### WHAT THIS TASK INVOLVES
How many lines in the data below contain the word "blue"? Reply with the number alone.

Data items
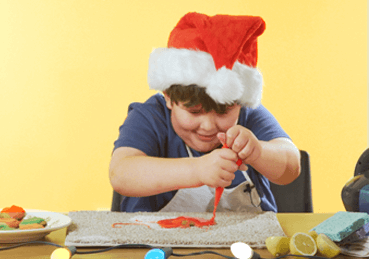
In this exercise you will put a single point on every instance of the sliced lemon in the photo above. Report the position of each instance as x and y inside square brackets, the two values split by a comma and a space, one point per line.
[302, 244]
[326, 246]
[278, 246]
[313, 234]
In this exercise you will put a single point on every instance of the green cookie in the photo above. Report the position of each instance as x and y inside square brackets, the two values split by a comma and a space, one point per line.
[34, 220]
[6, 227]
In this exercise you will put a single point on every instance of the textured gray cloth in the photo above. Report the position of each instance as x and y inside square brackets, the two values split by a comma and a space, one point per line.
[94, 228]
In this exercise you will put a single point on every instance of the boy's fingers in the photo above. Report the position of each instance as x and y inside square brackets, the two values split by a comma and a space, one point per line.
[222, 137]
[243, 167]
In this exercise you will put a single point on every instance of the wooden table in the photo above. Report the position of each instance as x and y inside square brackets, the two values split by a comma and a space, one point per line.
[290, 222]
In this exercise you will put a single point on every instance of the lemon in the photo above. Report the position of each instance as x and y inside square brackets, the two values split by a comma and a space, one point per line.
[313, 234]
[326, 246]
[278, 246]
[302, 244]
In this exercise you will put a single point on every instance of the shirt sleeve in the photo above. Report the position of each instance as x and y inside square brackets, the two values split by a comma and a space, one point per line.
[144, 128]
[263, 124]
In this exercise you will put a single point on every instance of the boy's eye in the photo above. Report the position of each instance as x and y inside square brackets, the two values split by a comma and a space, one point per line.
[195, 111]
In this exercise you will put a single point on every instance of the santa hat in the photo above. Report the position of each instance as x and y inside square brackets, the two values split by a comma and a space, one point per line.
[216, 52]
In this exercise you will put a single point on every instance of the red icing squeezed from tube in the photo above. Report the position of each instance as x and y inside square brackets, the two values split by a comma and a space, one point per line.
[186, 222]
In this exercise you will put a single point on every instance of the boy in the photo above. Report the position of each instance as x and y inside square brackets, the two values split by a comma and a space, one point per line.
[168, 155]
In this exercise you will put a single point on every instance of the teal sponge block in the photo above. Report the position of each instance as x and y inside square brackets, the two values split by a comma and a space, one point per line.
[342, 224]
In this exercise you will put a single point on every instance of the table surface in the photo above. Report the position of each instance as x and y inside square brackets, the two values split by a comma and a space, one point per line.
[290, 222]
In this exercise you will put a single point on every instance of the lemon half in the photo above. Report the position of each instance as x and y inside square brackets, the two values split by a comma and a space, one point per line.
[326, 246]
[302, 244]
[278, 245]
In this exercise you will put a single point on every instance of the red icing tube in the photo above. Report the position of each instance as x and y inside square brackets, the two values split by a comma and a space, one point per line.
[186, 222]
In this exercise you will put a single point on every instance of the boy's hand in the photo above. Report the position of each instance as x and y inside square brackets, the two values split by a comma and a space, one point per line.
[217, 168]
[242, 141]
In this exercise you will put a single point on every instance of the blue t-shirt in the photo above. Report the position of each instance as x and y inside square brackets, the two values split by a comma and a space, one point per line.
[148, 128]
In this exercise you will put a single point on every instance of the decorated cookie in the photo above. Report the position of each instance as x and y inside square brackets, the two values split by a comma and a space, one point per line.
[4, 215]
[14, 212]
[13, 223]
[6, 227]
[32, 223]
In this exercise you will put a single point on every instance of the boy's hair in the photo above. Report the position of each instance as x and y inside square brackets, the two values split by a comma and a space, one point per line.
[193, 95]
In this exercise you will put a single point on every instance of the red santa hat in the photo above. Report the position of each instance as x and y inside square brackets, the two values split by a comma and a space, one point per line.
[216, 52]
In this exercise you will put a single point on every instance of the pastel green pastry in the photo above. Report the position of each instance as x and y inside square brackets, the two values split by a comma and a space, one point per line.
[6, 227]
[34, 220]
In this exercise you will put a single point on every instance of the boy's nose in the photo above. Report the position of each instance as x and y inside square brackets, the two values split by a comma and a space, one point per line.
[208, 123]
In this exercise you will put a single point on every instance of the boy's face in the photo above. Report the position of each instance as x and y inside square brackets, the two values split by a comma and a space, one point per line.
[199, 129]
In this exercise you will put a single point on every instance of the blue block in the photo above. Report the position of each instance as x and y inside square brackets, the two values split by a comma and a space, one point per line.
[342, 224]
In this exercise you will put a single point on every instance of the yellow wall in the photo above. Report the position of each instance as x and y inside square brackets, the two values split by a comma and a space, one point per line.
[69, 69]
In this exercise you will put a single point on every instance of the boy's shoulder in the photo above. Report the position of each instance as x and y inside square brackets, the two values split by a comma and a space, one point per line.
[154, 103]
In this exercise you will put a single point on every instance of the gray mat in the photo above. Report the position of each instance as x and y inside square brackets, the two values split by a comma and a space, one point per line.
[94, 228]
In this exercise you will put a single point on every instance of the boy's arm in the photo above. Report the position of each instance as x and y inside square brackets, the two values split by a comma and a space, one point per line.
[279, 161]
[133, 173]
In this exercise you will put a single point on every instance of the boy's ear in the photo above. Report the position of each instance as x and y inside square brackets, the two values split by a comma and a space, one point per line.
[168, 101]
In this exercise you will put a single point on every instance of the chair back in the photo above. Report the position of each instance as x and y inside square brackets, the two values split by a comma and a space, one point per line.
[296, 196]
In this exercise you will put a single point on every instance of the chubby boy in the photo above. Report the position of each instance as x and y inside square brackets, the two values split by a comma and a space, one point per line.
[168, 155]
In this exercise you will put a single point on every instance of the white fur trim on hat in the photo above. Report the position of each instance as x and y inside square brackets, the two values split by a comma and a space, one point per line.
[168, 66]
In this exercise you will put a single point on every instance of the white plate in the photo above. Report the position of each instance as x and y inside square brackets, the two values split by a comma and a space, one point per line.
[54, 221]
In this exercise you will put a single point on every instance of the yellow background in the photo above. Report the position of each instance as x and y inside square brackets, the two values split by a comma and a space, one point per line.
[69, 69]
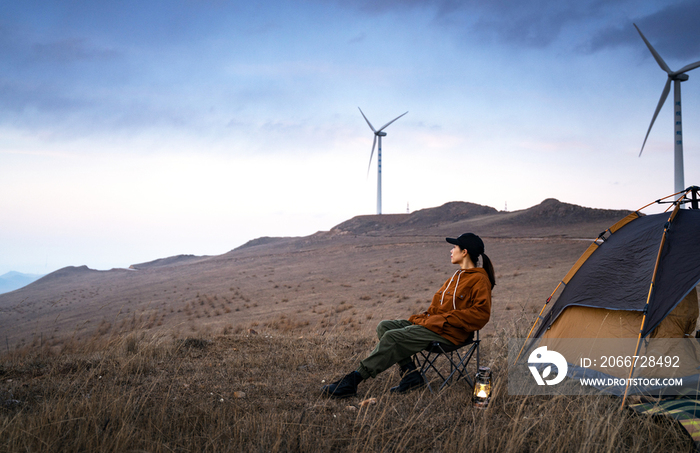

### ANSWER
2